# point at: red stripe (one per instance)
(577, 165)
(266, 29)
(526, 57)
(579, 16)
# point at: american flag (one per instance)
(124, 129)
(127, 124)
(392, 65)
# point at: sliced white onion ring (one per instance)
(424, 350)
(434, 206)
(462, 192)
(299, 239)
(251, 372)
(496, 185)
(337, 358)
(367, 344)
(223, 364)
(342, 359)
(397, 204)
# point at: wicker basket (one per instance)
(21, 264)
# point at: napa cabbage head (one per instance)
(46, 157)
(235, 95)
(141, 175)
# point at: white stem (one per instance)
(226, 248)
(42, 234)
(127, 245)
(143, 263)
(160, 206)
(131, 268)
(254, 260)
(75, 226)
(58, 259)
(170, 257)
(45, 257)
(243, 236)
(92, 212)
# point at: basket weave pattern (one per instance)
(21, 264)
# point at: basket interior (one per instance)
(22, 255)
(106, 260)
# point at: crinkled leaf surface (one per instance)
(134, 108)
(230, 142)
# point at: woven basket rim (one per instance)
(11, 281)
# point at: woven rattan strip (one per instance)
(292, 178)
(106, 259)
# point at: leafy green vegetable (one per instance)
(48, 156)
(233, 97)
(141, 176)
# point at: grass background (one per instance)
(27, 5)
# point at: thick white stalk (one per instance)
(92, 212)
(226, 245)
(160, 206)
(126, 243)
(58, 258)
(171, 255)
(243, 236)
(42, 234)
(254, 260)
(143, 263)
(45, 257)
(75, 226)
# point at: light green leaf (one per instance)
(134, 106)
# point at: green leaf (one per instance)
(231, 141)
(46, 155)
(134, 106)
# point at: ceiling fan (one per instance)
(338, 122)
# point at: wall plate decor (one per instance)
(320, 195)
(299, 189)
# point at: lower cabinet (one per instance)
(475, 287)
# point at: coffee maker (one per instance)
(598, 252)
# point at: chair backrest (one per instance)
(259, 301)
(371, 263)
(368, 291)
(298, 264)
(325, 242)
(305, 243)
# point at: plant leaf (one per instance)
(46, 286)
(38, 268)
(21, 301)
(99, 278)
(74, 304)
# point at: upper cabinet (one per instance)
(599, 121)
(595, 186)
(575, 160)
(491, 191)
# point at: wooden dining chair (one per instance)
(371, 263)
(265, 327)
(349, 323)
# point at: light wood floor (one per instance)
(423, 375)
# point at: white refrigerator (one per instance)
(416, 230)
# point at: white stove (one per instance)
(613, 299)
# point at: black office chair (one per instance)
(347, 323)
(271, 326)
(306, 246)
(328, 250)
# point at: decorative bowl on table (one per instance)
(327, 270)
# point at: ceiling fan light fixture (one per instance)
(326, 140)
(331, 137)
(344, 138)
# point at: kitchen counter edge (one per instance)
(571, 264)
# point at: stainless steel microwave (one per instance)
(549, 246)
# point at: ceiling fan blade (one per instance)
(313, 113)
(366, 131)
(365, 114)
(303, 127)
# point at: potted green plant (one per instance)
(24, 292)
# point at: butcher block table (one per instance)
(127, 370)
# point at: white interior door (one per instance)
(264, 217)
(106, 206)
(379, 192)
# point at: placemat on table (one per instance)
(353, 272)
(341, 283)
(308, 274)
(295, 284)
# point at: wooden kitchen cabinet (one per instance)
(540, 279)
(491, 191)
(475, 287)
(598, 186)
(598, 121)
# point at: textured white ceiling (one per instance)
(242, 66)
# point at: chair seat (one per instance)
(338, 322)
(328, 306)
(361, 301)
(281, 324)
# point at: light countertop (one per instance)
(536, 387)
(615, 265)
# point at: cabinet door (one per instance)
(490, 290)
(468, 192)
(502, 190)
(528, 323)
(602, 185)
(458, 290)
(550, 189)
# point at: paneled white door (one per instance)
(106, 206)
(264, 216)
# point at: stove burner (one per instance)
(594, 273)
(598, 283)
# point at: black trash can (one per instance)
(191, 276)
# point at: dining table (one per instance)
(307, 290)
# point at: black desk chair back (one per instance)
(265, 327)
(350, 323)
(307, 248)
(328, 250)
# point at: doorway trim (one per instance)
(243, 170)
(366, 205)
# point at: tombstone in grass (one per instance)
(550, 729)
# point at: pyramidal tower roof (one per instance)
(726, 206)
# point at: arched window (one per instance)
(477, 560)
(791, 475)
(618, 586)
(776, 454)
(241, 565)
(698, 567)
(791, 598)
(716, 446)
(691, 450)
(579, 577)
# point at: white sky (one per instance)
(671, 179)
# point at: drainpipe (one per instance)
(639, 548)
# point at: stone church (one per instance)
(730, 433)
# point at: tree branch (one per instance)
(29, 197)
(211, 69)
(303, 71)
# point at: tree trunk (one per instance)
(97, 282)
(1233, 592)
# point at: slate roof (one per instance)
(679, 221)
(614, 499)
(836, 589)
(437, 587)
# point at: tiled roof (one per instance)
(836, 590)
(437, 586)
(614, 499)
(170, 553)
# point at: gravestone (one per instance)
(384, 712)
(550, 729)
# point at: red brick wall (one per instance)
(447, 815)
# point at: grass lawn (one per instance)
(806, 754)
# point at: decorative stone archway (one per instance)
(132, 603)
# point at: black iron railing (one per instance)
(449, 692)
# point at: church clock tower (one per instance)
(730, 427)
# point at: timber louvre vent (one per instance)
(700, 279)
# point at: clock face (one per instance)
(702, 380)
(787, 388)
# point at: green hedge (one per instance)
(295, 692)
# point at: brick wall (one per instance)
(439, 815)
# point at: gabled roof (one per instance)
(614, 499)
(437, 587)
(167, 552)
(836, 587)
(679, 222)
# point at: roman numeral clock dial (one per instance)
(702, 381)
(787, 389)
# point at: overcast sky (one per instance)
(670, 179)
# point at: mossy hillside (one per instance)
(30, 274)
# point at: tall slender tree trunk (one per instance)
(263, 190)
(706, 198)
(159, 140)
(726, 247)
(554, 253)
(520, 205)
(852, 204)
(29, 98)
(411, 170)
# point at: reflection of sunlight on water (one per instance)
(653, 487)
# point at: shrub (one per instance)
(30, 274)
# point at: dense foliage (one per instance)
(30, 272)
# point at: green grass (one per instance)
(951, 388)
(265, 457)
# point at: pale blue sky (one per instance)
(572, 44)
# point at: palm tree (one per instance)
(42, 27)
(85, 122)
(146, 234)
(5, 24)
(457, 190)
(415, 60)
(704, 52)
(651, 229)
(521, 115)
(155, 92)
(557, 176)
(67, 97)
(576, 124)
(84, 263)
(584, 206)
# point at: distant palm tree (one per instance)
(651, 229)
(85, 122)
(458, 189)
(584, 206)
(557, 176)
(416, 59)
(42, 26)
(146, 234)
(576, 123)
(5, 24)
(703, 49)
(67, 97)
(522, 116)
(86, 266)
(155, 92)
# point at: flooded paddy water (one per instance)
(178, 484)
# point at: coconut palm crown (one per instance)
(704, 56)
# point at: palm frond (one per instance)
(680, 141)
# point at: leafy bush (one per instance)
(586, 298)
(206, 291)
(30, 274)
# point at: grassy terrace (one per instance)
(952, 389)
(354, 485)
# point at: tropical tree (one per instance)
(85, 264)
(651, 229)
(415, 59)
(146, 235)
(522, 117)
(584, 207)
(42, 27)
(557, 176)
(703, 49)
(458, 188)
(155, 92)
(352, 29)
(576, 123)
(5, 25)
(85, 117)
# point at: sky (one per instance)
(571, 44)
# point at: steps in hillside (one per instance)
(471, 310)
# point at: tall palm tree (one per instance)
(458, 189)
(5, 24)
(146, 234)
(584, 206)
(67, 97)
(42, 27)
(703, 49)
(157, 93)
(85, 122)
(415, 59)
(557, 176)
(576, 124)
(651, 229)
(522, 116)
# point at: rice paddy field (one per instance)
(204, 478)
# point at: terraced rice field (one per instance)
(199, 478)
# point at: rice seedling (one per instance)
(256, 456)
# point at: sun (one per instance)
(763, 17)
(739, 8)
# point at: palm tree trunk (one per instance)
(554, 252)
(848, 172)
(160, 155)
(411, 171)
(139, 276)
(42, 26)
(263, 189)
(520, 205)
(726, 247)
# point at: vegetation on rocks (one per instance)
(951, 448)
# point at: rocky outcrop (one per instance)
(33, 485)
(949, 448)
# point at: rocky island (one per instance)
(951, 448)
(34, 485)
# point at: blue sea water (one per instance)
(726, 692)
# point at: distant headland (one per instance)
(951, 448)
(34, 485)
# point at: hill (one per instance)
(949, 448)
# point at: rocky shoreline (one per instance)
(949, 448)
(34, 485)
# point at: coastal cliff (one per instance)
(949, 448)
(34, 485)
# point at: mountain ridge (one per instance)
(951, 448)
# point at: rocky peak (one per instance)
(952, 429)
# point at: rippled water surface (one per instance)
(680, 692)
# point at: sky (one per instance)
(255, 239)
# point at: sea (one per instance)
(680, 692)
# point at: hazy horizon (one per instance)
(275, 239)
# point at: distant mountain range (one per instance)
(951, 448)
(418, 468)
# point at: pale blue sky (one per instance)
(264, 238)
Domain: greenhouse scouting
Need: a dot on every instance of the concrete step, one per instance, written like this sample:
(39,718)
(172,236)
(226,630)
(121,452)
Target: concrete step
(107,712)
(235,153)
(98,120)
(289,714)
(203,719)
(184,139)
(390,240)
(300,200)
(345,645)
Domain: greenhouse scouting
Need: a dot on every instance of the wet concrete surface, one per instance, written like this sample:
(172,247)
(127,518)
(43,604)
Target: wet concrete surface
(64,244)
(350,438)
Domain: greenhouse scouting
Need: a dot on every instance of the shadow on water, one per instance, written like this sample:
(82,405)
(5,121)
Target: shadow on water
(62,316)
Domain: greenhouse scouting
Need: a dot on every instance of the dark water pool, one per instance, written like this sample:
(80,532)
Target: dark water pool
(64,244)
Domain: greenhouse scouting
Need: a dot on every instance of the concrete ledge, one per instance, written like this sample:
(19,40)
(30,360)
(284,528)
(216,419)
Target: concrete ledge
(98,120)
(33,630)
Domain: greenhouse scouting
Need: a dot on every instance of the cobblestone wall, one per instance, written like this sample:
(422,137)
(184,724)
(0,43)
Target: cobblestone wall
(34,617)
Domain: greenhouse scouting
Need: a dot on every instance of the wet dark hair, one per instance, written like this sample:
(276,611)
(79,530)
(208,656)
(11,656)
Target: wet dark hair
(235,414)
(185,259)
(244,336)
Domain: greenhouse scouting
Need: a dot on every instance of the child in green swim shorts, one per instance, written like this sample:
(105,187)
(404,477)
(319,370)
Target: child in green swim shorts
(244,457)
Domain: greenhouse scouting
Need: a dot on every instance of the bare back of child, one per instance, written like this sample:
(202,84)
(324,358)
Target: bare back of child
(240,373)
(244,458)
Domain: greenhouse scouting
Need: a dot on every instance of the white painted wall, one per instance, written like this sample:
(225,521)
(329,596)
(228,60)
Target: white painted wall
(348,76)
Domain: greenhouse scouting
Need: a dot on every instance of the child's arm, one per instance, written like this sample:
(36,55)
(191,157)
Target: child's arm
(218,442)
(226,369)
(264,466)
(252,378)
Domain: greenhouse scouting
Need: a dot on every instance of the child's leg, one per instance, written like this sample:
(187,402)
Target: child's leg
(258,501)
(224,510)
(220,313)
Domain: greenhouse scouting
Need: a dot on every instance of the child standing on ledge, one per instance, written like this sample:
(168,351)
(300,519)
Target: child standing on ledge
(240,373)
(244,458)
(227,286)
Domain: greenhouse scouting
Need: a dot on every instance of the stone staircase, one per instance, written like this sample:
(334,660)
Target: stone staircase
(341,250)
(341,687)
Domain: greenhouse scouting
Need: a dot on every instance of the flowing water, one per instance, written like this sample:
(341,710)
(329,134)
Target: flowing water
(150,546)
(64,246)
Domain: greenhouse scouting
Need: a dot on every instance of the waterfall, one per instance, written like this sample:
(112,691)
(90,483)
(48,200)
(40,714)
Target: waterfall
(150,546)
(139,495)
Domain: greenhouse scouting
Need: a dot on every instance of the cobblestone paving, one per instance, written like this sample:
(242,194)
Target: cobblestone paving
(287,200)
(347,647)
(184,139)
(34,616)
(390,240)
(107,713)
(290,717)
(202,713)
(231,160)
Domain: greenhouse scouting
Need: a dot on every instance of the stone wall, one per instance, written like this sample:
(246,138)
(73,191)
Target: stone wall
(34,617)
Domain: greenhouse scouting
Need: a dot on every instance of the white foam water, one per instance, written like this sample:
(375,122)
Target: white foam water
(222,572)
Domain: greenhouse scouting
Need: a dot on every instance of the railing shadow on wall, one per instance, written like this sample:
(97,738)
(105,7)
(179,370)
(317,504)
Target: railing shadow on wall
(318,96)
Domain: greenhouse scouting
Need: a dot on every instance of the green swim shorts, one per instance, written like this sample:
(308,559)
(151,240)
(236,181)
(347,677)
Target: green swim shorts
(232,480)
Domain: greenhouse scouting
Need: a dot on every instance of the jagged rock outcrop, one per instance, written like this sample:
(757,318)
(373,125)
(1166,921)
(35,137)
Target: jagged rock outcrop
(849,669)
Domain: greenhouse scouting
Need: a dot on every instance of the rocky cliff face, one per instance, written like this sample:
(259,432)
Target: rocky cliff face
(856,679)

◆ **Task instructions**:
Collect every line of the items above that holds the word "woven".

◆ **Result**:
# point at: woven basket rim (one per instance)
# point at: woven rattan strip (one per instance)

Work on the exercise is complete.